Task instructions:
Produce an exact copy of the lines from the line containing "of the woman" through the last line of the listing below, both ends included, and nothing else.

Records for the exercise:
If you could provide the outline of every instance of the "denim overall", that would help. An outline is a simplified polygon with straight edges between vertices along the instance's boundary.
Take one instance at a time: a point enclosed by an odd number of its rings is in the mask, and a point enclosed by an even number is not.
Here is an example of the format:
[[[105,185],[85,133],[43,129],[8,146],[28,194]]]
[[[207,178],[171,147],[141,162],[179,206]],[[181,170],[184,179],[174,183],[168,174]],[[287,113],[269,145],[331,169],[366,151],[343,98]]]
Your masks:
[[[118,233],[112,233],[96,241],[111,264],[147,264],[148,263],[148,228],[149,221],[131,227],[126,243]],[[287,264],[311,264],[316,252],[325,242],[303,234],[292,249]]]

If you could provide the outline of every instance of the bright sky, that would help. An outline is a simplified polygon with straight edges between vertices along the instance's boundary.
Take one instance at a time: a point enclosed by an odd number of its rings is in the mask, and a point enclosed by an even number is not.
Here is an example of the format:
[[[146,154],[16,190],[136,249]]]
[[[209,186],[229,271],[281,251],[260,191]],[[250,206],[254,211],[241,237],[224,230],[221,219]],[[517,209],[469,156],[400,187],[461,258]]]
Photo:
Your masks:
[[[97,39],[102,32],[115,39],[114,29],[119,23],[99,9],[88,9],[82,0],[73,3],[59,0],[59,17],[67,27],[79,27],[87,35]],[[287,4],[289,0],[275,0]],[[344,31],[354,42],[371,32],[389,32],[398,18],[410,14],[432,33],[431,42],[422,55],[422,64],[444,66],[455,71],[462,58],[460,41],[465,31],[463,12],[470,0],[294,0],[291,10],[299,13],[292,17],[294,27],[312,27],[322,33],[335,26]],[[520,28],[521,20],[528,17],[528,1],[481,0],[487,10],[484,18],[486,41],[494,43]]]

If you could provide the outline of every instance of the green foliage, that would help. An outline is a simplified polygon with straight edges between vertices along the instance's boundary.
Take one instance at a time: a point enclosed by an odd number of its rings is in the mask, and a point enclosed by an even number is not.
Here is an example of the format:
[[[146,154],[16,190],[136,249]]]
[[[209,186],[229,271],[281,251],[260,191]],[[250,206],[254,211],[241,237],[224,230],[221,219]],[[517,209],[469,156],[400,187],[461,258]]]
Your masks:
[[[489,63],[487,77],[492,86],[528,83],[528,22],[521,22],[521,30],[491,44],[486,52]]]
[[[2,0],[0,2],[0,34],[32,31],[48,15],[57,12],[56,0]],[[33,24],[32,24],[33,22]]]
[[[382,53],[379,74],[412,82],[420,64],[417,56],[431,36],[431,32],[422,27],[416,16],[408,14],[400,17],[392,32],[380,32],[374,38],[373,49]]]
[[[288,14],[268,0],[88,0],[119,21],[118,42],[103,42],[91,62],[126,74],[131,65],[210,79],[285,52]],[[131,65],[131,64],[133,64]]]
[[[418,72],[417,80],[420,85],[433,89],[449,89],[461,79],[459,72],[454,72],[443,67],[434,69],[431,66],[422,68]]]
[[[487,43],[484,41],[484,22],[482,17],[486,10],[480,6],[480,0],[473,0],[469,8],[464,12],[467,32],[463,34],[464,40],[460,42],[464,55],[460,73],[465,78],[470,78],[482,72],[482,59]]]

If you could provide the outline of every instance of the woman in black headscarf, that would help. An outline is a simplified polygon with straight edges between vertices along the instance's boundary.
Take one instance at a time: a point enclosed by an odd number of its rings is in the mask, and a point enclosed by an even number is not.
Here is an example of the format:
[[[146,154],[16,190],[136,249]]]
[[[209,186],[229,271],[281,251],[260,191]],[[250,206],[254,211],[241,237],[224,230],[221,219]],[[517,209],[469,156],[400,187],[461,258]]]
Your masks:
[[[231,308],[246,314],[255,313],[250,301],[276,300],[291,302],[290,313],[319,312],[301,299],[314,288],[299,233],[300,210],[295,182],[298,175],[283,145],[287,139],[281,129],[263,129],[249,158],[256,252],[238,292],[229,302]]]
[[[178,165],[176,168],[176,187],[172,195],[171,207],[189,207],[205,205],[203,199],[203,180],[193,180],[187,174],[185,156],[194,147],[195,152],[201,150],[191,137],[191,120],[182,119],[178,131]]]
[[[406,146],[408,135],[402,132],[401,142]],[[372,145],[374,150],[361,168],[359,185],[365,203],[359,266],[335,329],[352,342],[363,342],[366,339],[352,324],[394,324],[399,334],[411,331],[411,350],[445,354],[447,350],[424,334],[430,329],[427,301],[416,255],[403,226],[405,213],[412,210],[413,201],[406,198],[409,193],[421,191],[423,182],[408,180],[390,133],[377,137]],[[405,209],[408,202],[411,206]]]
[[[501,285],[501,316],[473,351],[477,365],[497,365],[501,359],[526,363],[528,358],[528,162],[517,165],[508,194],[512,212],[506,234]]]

Output for this task:
If you could provide the outline of every instance of the woman in black headscarf, that would help. An outline is a simplified polygon with straight edges between vertices along the instance's boundary.
Take one instance at a time: a point enclosed by an odd number of its rings is in the mask, and a point enclosed by an even number is not.
Here is an example of the format:
[[[146,154],[16,190],[136,249]]]
[[[209,186],[229,271],[281,251],[260,191]],[[250,206],[254,211],[241,237],[224,230],[221,219]],[[517,209],[469,156],[400,187],[461,258]]]
Your masks:
[[[231,308],[246,314],[255,313],[250,301],[276,300],[291,302],[290,313],[319,312],[301,299],[314,288],[299,233],[300,210],[295,182],[298,175],[283,145],[287,139],[281,129],[263,129],[249,158],[256,252],[238,292],[229,302]]]
[[[178,165],[176,168],[176,187],[172,195],[171,207],[189,207],[205,205],[203,199],[203,180],[193,180],[187,174],[185,156],[194,147],[195,152],[201,150],[191,137],[191,120],[182,119],[178,131]]]
[[[406,146],[408,135],[402,132],[401,142]],[[372,145],[374,150],[361,168],[359,185],[365,203],[359,266],[335,329],[352,342],[363,342],[366,339],[352,324],[394,324],[399,334],[411,331],[411,350],[445,354],[447,350],[424,334],[430,329],[427,301],[416,255],[403,226],[405,213],[412,210],[413,201],[406,198],[409,193],[421,191],[423,182],[408,180],[390,133],[377,137]],[[405,209],[408,202],[411,206]]]
[[[501,285],[501,316],[473,351],[477,365],[497,365],[501,359],[526,363],[528,358],[528,162],[517,165],[508,194],[512,212],[506,234]]]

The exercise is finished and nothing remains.